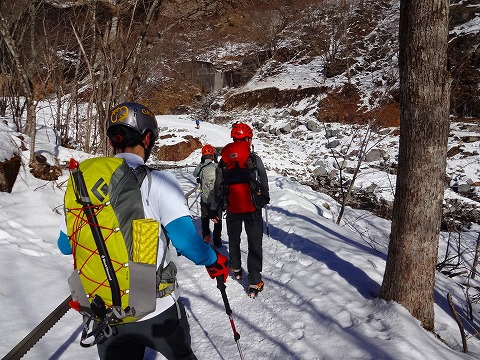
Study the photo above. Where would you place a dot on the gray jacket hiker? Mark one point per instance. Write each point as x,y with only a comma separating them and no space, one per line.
205,174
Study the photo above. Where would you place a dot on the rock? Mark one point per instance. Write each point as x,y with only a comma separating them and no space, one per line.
8,173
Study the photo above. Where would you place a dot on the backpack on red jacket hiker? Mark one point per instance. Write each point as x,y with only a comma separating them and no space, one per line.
242,190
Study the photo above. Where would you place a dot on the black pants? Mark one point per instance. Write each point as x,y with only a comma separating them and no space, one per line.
217,227
164,333
253,224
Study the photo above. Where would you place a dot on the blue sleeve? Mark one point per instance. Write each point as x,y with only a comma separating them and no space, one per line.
188,243
64,244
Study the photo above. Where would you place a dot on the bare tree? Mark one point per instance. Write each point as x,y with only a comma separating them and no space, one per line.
424,126
23,70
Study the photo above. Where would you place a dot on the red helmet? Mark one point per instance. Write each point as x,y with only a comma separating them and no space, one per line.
241,131
208,150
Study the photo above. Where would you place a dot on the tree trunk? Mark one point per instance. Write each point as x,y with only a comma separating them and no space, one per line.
424,126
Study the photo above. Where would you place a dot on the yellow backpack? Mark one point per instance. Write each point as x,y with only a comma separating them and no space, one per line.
114,247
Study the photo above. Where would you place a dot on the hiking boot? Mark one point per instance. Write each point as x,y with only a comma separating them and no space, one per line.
253,290
237,274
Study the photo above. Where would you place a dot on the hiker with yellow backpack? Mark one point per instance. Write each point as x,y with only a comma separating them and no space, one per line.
124,281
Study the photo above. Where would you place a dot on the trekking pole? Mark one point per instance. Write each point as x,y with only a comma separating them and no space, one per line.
221,286
266,221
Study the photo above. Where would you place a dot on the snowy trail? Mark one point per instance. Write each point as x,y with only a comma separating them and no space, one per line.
320,281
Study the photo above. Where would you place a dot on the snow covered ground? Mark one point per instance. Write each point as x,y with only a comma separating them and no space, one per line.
321,280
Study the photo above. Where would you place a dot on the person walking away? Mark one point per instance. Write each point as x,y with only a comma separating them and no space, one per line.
205,174
233,191
132,130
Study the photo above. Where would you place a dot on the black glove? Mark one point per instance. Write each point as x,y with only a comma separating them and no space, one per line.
219,268
213,214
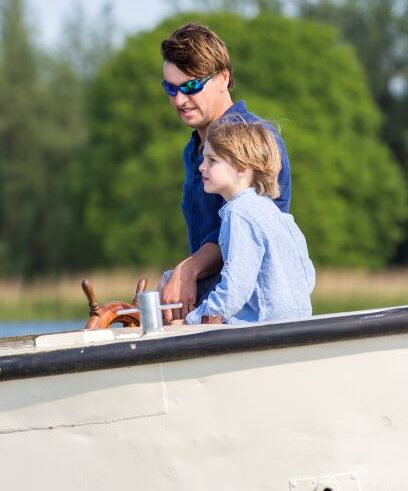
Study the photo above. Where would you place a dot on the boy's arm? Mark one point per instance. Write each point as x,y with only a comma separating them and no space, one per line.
182,286
243,251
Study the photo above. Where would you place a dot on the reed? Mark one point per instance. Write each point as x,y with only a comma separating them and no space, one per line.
62,297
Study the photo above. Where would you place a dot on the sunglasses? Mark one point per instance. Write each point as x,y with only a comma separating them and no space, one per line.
188,88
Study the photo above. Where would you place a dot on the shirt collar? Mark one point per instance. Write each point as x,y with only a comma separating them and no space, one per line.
224,208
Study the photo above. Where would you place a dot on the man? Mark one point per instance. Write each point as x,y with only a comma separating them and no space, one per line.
197,76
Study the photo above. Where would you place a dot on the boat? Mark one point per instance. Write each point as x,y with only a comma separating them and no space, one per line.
316,404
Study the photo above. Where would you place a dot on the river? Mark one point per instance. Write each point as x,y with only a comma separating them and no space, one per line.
38,327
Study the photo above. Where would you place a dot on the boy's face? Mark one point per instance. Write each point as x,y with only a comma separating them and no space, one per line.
198,110
218,175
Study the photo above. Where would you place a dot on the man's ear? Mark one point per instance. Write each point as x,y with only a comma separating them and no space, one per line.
224,76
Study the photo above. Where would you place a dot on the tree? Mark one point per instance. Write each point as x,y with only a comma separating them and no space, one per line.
349,194
40,134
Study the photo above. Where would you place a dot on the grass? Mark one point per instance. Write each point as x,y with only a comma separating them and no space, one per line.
63,299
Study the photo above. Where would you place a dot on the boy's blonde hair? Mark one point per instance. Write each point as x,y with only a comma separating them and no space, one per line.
248,145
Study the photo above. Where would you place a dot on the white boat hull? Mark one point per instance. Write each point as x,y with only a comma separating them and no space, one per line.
328,416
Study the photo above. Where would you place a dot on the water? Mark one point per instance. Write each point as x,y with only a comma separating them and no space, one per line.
39,327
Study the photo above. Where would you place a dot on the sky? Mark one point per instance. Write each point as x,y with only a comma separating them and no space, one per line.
47,16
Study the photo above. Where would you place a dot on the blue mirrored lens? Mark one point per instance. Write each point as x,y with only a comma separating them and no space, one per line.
188,88
170,88
191,86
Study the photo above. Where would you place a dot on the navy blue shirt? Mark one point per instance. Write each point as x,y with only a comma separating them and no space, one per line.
200,209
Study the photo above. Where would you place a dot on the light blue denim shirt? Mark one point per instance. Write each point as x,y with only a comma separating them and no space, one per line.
267,272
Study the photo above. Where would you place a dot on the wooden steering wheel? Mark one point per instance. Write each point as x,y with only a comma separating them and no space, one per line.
103,316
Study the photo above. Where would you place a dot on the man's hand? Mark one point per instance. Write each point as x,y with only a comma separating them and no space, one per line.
181,287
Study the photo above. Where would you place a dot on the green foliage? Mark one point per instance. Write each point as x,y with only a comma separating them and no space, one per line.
40,134
348,194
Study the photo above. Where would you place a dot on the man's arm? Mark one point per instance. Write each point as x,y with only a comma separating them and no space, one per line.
182,286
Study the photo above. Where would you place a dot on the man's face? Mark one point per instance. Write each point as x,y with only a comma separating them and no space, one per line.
198,110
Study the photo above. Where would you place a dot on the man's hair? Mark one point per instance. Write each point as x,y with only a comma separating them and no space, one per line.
197,51
248,145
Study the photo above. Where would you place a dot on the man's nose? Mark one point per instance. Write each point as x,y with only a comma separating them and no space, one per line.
179,99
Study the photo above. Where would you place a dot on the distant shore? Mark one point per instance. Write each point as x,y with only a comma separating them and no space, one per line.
62,298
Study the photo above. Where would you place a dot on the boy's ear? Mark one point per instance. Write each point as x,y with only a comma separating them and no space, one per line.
225,76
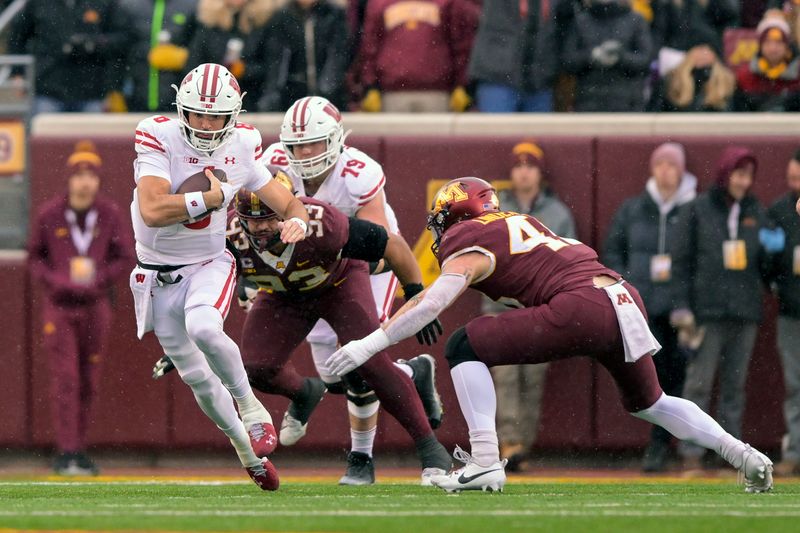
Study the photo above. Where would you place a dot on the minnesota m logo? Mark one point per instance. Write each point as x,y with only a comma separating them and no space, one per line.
623,299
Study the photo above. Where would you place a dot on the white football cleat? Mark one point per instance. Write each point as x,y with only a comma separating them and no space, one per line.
291,430
751,463
757,470
428,474
472,476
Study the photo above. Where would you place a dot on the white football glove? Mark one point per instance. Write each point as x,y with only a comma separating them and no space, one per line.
355,353
162,366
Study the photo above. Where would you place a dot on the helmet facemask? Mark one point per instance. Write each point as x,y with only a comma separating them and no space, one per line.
260,240
316,166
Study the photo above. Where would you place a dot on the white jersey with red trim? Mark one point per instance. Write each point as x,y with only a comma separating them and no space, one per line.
161,151
354,181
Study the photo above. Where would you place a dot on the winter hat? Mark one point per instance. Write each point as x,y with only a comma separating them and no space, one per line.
527,153
672,152
85,157
732,158
773,28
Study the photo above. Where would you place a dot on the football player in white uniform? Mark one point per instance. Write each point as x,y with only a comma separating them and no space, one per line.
312,153
185,278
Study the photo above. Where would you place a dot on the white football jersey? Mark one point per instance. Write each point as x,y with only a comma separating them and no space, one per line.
161,151
354,181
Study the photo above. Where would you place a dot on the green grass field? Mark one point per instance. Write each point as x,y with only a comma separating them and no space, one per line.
547,505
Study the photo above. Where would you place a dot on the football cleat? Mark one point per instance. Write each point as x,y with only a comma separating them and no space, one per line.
295,420
757,470
472,476
428,474
424,367
264,475
360,470
263,438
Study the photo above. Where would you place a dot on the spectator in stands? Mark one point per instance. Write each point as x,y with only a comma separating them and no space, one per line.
638,244
162,35
719,262
787,277
520,387
224,28
414,55
79,246
77,46
609,51
306,54
513,60
701,82
679,24
771,80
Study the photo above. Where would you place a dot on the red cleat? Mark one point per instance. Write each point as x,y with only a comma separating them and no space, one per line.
263,438
264,475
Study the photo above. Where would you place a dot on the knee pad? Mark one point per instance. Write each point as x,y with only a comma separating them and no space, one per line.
337,387
363,411
458,349
355,384
202,331
362,400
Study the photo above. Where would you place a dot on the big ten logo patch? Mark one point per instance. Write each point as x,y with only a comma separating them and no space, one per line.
623,299
422,248
12,147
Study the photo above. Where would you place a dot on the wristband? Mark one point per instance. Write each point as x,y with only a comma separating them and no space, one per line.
376,341
195,205
227,194
300,222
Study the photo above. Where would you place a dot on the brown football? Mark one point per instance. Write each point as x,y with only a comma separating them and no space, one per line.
199,183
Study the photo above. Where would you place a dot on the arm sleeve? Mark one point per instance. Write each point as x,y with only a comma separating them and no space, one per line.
151,155
366,241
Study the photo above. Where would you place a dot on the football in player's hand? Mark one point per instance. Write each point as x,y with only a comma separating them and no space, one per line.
199,183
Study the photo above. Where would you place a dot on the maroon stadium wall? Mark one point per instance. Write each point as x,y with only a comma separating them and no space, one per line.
581,406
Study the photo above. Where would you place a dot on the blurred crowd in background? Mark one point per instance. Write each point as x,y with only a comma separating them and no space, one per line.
419,55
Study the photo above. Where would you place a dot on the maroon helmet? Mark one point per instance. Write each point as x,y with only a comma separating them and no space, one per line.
460,199
249,207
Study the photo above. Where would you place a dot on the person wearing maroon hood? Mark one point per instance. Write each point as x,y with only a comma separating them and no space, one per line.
78,248
414,55
719,262
771,81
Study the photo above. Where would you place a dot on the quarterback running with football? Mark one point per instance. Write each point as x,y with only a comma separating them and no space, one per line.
568,305
185,277
313,154
325,277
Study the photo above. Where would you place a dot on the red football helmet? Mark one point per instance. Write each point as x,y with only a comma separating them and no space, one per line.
249,207
457,200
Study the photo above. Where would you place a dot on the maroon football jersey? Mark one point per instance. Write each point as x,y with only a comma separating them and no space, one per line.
304,267
531,263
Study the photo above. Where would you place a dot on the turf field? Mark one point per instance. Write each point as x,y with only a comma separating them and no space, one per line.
165,504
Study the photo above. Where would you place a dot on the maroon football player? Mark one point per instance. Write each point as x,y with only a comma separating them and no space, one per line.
326,276
568,305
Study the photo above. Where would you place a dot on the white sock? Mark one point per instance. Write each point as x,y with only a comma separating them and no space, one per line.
215,401
362,441
685,420
407,370
204,326
475,391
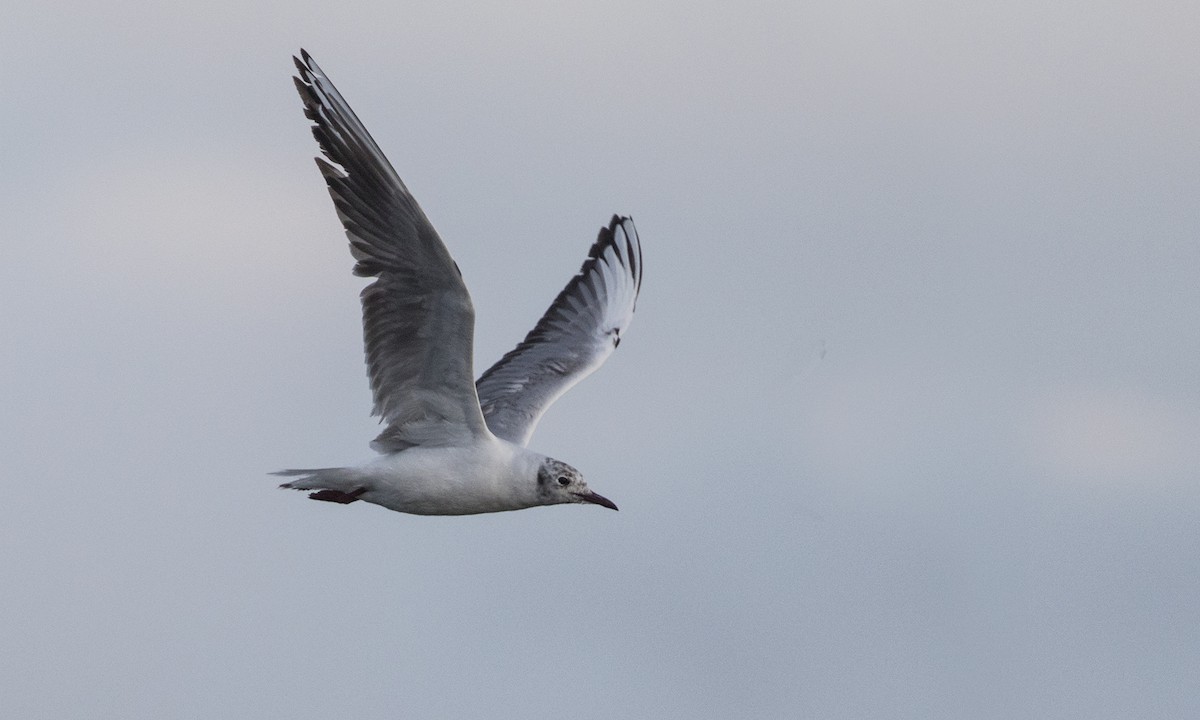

REQUIRED ACTION: Each line from the one containing "the white sock?" to the final line of the data must be printed exactly, both included, with nothing else and no pictures.

EXERCISE RESPONSE:
Study the photo above. Where would you place a dot on the white sock? Mark one point per instance. Write each point as x,y with only a comma separating them and no space, one per line.
215,401
362,441
685,420
407,370
204,326
475,391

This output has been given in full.